> Required action:
Decide whether each statement agrees with the article on Bill Cassidy's primary defeat below, answering yes or no and quoting the words of the article that settle it: (a) Cassidy is a physician by training. (b) The runoff between the two challengers is set for June 16. (c) Cassidy conceded his defeat at a hotel in New Orleans.

> Passage shown:
——————————

Bill Cassidy ousted in Louisiana: Trump's revenge and the end of Republican dissent
The two-term incumbent senator, one of the last Republicans to have voted to convict Donald Trump, was eliminated from his own party's primary as two pro-Trump challengers advance to a June 27 runoff.
A historic defeat in Baton Rouge
The night of May 16, 2026 will be remembered as a turning point in Louisiana's political history. Senator Bill Cassidy, a Republican lawmaker since 2014 and a physician by training, conceded his defeat in front of supporters gathered at Boudreaux's Caterers restaurant in Baton Rouge. Standing beside his wife, Dr. Laura Cassidy, the senator delivered a remarkably composed speech for the current political climate: "When you participate in democracy, sometimes it doesn't turn out the way you want it to. But you don't pout, you don't whine, you don't claim that election was stolen."

——————————

> Data excerpts:
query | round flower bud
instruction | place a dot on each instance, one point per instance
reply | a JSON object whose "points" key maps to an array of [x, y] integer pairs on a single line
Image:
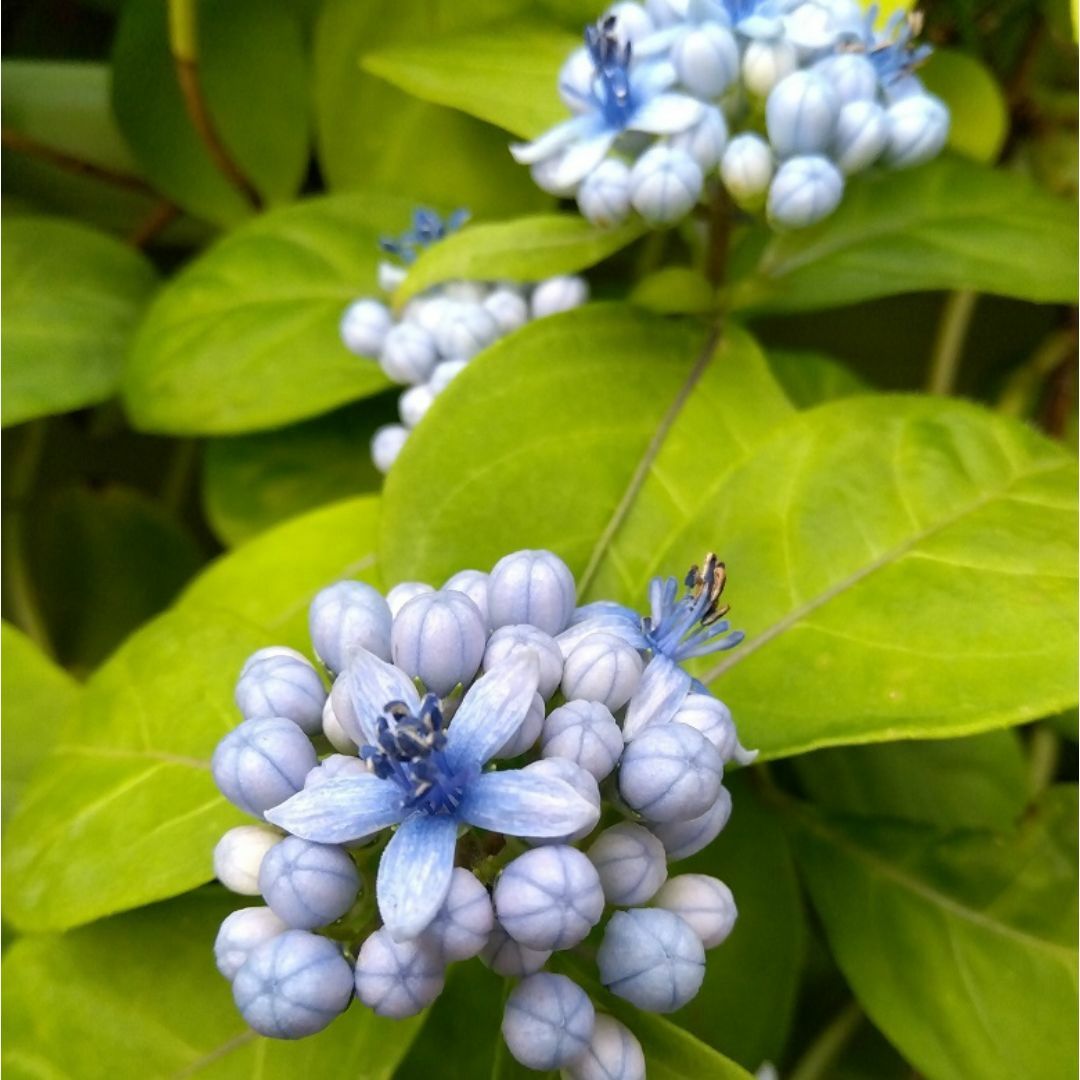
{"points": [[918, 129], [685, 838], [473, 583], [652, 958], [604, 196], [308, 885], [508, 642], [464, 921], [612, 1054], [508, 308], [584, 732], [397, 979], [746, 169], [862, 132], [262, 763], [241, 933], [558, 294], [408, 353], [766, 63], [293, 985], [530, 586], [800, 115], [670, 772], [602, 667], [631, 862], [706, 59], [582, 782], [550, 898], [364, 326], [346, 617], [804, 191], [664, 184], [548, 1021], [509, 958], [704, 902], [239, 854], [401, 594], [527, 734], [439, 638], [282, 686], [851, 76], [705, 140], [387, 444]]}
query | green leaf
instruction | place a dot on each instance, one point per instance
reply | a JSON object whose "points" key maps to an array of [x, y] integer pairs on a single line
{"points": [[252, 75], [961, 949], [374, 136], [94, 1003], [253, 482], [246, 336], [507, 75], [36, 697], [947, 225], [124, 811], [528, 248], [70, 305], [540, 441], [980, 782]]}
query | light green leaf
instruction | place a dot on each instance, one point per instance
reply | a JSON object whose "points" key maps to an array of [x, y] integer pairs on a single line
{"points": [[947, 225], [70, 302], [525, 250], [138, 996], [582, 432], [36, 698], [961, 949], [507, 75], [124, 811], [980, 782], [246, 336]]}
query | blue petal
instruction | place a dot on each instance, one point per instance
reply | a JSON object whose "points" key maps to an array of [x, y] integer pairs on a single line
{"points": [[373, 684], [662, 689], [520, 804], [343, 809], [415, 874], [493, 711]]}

——————————

> Your response:
(a) Yes: "a physician by training"
(b) No: "advance to a June 27 runoff"
(c) No: "at Boudreaux's Caterers restaurant in Baton Rouge"